Document —
◇ ◇ ◇ ◇

I tried to cover those questions in my recent keynote at ETISS, and you can grab the slides here.
Particularly, the slide #18 presents the idealistic view of an OS that could be achieved through the use of hardware virtualization and trusted boot technologies. It might look very similar to many other pictures of virtualized systems one can see these days, but what makes it special is that all the dark gray boxes represent untrusted domains (so, their compromise is not security-critical, except for the potential of a denial-of-service).
No OS currently implements this architecture, even Qubes. We still have Storage and GUI subsystem in Dom0 (so they are both trusted), although we already know (we think) how to implement the untrusted storage domain (this is described in detail in the arch spec), and the main reason we don't have it now is that TXT market adoption is so poor, that very few people could make use of it.
The GUI subsystem is, however, a much bigger challenge. When we think about, it should really feel impossible to have an untrusted GUI subsystem, because the GUI subsystem really "sees" all the pixmaps that are to be displayed to the user, so also all the confidential emails, documents, etc. The GUI is different in nature than the networking subsystem, where we can use encrypted protocols to prevent the netvm from sniffing or meaningfully intercepting the application-generated traffic, or the storage subsystem, where we can use fs-encryption and trusted boot technologies to keep the storage domain off from reading or modifying the files used by apps in a meaningful ways. We cannot really encrypt the pixmaps (in the apps, or AppVMs), because for this to work we would need to have graphics cards that would be able to do the decryption and key exchange (note how this is different from the case of an untrusted storage domain, where there is no need for internal hardware encryption!), and the idea of putting, essentially an HTTPS webserver on your GPU is doubtful at best, because it would essentially move the target from the GUI domain to the GPU, and there is really no reason why lots-of-code in the GPU were any harder to attack than lots-of-code in the GUI domain...

◇ ◇ ◇ ◇

Dataset content —
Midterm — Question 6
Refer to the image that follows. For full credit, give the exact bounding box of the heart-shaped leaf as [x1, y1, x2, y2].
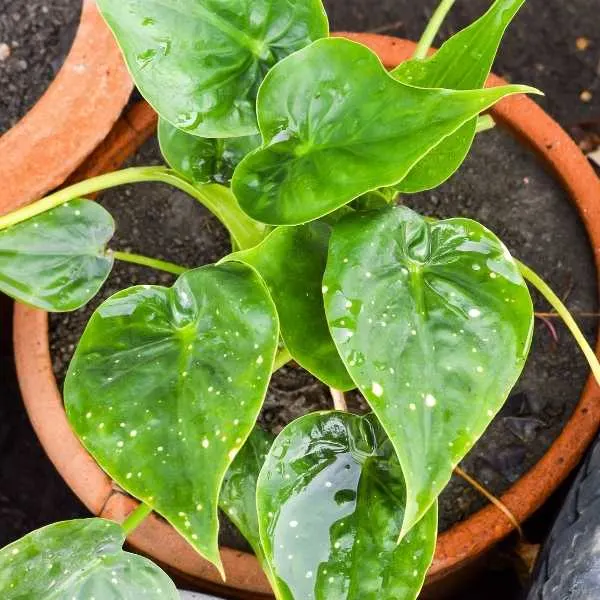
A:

◇ ◇ ◇ ◇

What is asked — Please write what comes next in the post about OS security and the problem of an untrusted GUI subsystem, starting after its final sentence.

Result of this task —
So we came out recently with an idea of a Split I/O model that is also presented in my slides, where we separate the user input (keyboard, mouse), and keep it still in dom0 (trusted domain), from the output (GUI, audio), which is moved into an untrusted GUI domain. We obviously need to make sure that the GUI domain cannot "talk" to other domains, to make sure it cannot "leak out" the secrets that it "sees" while processing the various pixmaps. For this we need to have the hypervisor ensure that all the inter-domain shared pages mapped into the GUI domain are read-only for the GUI domain, and this would imply that we need the GUI protocol, exposed by the GUI domain to other AppVMs, to be unidirectional.
There are more challenges though, e.g. how to keep the bandwith of timing covert channels, such as those through the CPU caches, between the GUI domain and other AppVMs on a reasonably low level (please note the distinction between a covert channel, which require cooperation of two domains, and a side-channel, which requires just one domain to be malicious - the latter are much more of a theoretical problem, and are of a concern only in some very high security military systems, while the former are easy to implement in practice usually, and present a practical problem in this very scenario).
Another problem, that was immediately pointed out by the ETISS audience, is that an attacker, who compromised the GUI domain, can manipulate the pixmaps that are being processed in the GUI subsystem to present false picture to the user (remember, the attacker should have no way to send them out anywhere). This includes attacks such as button relabeling ("OK" becomes "Cancel" and the other way around), content manipulation ("$1,000,000" instead of "$100", and vice-versa), security labels spoofing ("red"-labeled windows becoming "green"-labeled), and so on. It's an open question how practical these attacks are, at least when we consider automated attacks, as they require ability to extract some semantics from the pixmaps (where is the button, where is the decoration), as well as understanding the user's actions, intentions, and behavior (just automatically relabeling my Friefox label to "green" would be a poor attack, as I would immediately realize something is going wrong). Nevertheless this is a problem, and I'm not sure how this could be solved with the current hardware architecture.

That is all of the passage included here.